## PROBLEM
In the records that follow, change every "Match-analytics pass" to "Labeling pass", leaving all other text as it is.

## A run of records
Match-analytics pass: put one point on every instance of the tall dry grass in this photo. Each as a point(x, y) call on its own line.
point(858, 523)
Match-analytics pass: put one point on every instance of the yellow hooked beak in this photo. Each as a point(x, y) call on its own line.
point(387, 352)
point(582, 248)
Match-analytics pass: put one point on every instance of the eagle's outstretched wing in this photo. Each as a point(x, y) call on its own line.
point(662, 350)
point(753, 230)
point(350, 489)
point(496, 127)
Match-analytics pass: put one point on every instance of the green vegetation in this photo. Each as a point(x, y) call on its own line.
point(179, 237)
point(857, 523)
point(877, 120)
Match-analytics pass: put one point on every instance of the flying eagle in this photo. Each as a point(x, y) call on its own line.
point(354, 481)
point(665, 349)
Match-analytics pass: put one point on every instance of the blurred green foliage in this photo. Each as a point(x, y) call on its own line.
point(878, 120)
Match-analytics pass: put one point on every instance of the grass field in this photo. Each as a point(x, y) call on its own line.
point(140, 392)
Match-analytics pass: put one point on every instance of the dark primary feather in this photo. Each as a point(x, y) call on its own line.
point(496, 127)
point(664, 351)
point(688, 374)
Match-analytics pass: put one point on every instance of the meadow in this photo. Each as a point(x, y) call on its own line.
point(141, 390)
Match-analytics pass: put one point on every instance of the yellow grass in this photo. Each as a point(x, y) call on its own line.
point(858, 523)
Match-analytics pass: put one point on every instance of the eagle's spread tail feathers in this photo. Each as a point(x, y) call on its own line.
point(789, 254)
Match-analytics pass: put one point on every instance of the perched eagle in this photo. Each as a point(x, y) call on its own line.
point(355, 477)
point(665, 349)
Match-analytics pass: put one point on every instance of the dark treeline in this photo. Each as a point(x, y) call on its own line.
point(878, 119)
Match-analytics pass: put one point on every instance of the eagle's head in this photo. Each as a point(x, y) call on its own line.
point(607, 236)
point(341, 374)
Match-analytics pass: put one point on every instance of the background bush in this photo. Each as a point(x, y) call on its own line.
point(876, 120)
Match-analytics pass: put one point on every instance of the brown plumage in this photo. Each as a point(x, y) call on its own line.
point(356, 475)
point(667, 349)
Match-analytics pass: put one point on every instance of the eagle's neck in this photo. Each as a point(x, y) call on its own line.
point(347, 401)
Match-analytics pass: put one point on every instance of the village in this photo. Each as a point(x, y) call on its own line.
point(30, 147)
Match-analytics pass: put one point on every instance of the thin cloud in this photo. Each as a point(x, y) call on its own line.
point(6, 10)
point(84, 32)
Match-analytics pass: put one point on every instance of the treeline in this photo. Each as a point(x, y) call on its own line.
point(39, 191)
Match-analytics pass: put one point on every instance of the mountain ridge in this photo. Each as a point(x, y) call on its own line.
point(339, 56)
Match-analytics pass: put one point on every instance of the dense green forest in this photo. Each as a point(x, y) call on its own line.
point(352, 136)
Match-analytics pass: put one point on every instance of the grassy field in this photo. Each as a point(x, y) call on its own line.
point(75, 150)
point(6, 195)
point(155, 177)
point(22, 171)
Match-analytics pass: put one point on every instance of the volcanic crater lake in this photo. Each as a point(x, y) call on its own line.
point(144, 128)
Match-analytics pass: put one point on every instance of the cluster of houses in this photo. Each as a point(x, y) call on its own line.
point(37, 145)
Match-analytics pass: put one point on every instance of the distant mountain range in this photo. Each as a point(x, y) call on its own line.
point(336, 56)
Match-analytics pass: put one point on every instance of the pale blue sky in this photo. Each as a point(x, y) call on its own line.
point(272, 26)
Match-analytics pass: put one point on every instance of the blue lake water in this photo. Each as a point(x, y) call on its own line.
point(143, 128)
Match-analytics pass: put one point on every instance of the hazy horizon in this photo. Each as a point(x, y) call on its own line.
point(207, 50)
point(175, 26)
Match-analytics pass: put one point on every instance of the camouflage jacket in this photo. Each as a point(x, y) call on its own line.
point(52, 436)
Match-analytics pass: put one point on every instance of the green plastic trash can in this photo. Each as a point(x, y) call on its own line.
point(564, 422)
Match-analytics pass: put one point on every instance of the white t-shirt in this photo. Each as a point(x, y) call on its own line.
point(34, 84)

## OUTPUT
Labeling pass: put one point on every instance of the tall dry grass in this photo. Each as a point(x, y) call on its own line.
point(858, 523)
Labeling pass: put one point on every instance of the yellow hooked beak in this photo. Each as a point(x, y) call on its own line.
point(387, 352)
point(582, 248)
Labeling pass: put one point on every instance of the eagle's outstretched wing in this photo. Each as a point(x, y) call on its own line.
point(662, 350)
point(753, 230)
point(350, 489)
point(496, 127)
Labeling pass: put one point on every instance of the green vegetation in this photo. Each as a point(x, y) call on its own line.
point(179, 237)
point(857, 523)
point(877, 120)
Labeling pass: put one point on every instance of the flying eagle in this photo. Each as a point(x, y) call on its own line.
point(354, 481)
point(665, 349)
Labeling pass: put one point on every instance of the blurred green foliage in this photo. Each as a point(x, y) call on its own line.
point(878, 120)
Labeling pass: put one point on every instance of the grass field in this photo. Each as a point(x, y) call on its own line.
point(140, 392)
Labeling pass: put one point on every instance of the dark primary feather in this photo. Each as a point(x, y) call on its own line.
point(496, 127)
point(664, 351)
point(688, 374)
Labeling pass: put one point on every instance of the meadow in this photo. Each as a point(x, y) call on its own line.
point(141, 390)
Labeling pass: put one point on every instance of the yellow grass in this photo. Each as a point(x, y) call on its own line.
point(858, 523)
Labeling pass: put one point on every instance of the eagle's spread tail feathers in this photo. Each as a point(x, y) call on its own line.
point(789, 254)
Labeling pass: put one point on every instance of the perched eagle in this photo. Each as a point(x, y) call on its own line.
point(355, 477)
point(665, 349)
Labeling pass: put one point on every instance of the dark treeline in this photo. Each as a point(x, y) call on its own line.
point(878, 119)
Labeling pass: put one point on every instance of the eagle's head in this photo. Each as a point(x, y) call on its own line.
point(607, 236)
point(341, 374)
Labeling pass: put one point on every instance of the background bush in this photo. Each as a point(x, y) call on its own line.
point(876, 120)
Labeling pass: put one point on every instance of the brown plumage in this photo. Each as a point(x, y) call on its own line.
point(356, 475)
point(667, 349)
Labeling pass: put one point on every instance of the eagle's neck in this photo. Each as a point(x, y) call on its own line.
point(347, 401)
Labeling pass: put one point on every instance of the village in this photo. Each as a point(x, y) call on its own line.
point(30, 147)
Labeling pass: put one point on every instance of the thin cloud in this photo. Each as a point(x, y) call on its own line.
point(6, 10)
point(84, 32)
Labeling pass: put one point on every instance of the treeline in this photo. Each as a point(x, y) call on its own line.
point(39, 191)
Labeling pass: put one point on every instance of the mountain ridge in this photo. Each as a point(x, y) call on its own line.
point(339, 56)
Labeling pass: put one point on every instance of the dense green forest in this photo. Each as a point(x, y) call on its own line.
point(352, 136)
Labeling pass: put one point on every instance of the grassy field in this photo. Each as a point(x, y) call on its own line.
point(75, 150)
point(6, 195)
point(155, 177)
point(22, 171)
Labeling pass: put one point on every instance of the volcanic crater lake in this photo. Each as a point(x, y) call on its own line.
point(144, 128)
Labeling pass: put one point on every instance of the cluster of houses in this photo. Each as a point(x, y) call on its own line.
point(37, 145)
Labeling pass: put one point on every instance of the distant mountain range in this photo. Each as a point(x, y) call on its own line.
point(336, 56)
Labeling pass: put one point on every instance of the pale blue sky in this photo. Each as a point(x, y) call on its own line.
point(272, 26)
Labeling pass: put one point on every instance of the blue lake water in this photo. Each as a point(x, y) call on its own line.
point(143, 128)
Labeling pass: put one point on every instance of the hazy horizon in this photo. Each as a point(x, y) call on its own line.
point(207, 50)
point(175, 26)
Labeling pass: put one point on every instance of the camouflage jacket in this photo. Each as a point(x, y) call on its own line.
point(52, 436)
Labeling pass: put one point on every instance of the green plastic trash can in this photo. Each as a point(x, y) call on its own line.
point(564, 422)
Labeling pass: put one point on every instance of the white t-shirt in this photo. Each as a point(x, y) call on its own line.
point(34, 84)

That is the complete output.